_Selection_.
= = =
Download Dr. Simone Bertolazzi's presentation: What Will Replace Flash and When?
Download Dr. Jeongdong Choe's presentation: What Will Replace Flash and When?
Download Dr. Tom Coughlin's presentation: Why Emerging Persistent Memories Are Necessary
00:00 Jim Handy: Hello, I'm Jim Handy, moderator of the Flash Memory Summit session "C4: Life After Flash." In the next half hour, three highly respected panelists will provide perspective on the non-volatile memory chips of the future. They will give us insight and analysis on technology trends, disruption, product road maps and other memory issues.
Our speakers are Dr. Simone Bertolazzi, a technology and market analyst at Yole Développement. He earned his physics Ph.D. in nanotechnology, publishing more than 10 papers in high-impact scientific journals, and was awarded the prestigious Marie Curie Intra-European Fellowship.
= = =
_Task goal_. Name every person mentioned in the session text. The records below have no connection to the session text above.

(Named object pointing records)
= = =
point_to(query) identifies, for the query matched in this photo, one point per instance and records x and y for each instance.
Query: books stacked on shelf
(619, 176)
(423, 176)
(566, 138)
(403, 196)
= = =
_Written solution_. Dr. Simone Bertolazzi, Dr. Jeongdong Choe, Dr. Tom Coughlin, Jim Handy